▶ **Document extract**

┌──

Some Ultima versions were fitted with a VM Motori 2.5 litre turbo diesel engine. The VM halves the fuel bills but suffered from turbo lag and a tendency to all-or-nothing acceleration.

Unusually trim levels and engine sizes were not liveried on the backs of the cars. Rather the trim levels were liveried on the sides of the cars by the Scorpio badges on the rear window frames as such. The Executive had no badge, simply the word "Scorpio". Each other model had the model name under the badge, for example "Scorpio Ultima."

Engine sizes were also on the sides of the cars towards the front just above the auxiliary indicator lights as such:

- 2.0 L: no badge (on older cars the two litre 8 valve had no badge, but the two litre sixteen valve bore had the badge "2.0 16v")
- 2.3 L: "2.3" (on older cars "2.3 16v")
- 2.9 L: "2.9" (on older cars "2.9 12v")
- 2.9 L: Cosworth "24v"

Unlike the Mark I Scorpio, the word "Cosworth" did not appear anywhere on the outside of cars fitted with such an engine (possibly in an attempt to reduce the likelihood of vehicle theft) although it is in evidence across the top of the engine. However, on the 1998 facelift, the Cosworth badge is clearly visible on the trunk lid. The output of the Cosworth V6 had also been increased from 195 hp to 207 hp for the second generation.

└──

(Free-text descriptions of objects)
┌──

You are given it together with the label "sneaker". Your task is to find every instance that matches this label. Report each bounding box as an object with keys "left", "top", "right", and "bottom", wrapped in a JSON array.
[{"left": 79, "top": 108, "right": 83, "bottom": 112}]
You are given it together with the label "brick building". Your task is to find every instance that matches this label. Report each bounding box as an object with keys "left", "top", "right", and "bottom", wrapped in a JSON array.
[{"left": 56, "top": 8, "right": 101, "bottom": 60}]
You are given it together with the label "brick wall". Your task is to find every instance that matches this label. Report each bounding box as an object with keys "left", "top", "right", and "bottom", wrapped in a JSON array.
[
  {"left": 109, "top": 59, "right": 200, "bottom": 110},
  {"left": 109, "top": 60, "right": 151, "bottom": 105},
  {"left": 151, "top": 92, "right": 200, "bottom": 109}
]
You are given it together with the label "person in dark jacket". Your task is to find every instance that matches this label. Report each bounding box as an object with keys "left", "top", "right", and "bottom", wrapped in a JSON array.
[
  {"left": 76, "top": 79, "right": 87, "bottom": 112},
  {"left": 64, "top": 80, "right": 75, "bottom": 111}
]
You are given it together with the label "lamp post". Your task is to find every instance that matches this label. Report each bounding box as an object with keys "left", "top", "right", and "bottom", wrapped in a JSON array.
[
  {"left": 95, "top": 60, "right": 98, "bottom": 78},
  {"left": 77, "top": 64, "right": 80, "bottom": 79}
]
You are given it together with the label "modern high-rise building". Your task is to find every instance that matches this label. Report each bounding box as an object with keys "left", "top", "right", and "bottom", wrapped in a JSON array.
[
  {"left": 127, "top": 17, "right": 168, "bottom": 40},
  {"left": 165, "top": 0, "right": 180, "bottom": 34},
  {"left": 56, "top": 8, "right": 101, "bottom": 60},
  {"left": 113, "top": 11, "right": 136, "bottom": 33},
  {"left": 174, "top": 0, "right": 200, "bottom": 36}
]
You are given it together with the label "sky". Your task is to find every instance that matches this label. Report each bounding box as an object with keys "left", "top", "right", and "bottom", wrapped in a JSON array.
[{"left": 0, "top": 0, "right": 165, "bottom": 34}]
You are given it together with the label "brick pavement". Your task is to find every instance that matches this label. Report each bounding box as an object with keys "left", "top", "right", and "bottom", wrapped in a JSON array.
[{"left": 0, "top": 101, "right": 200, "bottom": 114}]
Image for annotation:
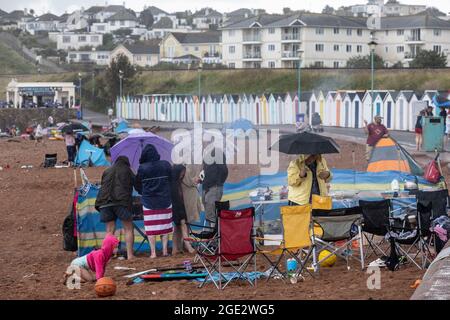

└──

▶ **What is being asked**
Rewrite the stretch of the Scorpio badging text from "Engine sizes were also" through "the second generation.", changing "trunk lid" to "boot lid".

▶ **Result of this exercise**
Engine sizes were also on the sides of the cars towards the front just above the auxiliary indicator lights as such:

- 2.0 L: no badge (on older cars the two litre 8 valve had no badge, but the two litre sixteen valve bore had the badge "2.0 16v")
- 2.3 L: "2.3" (on older cars "2.3 16v")
- 2.9 L: "2.9" (on older cars "2.9 12v")
- 2.9 L: Cosworth "24v"

Unlike the Mark I Scorpio, the word "Cosworth" did not appear anywhere on the outside of cars fitted with such an engine (possibly in an attempt to reduce the likelihood of vehicle theft) although it is in evidence across the top of the engine. However, on the 1998 facelift, the Cosworth badge is clearly visible on the boot lid. The output of the Cosworth V6 had also been increased from 195 hp to 207 hp for the second generation.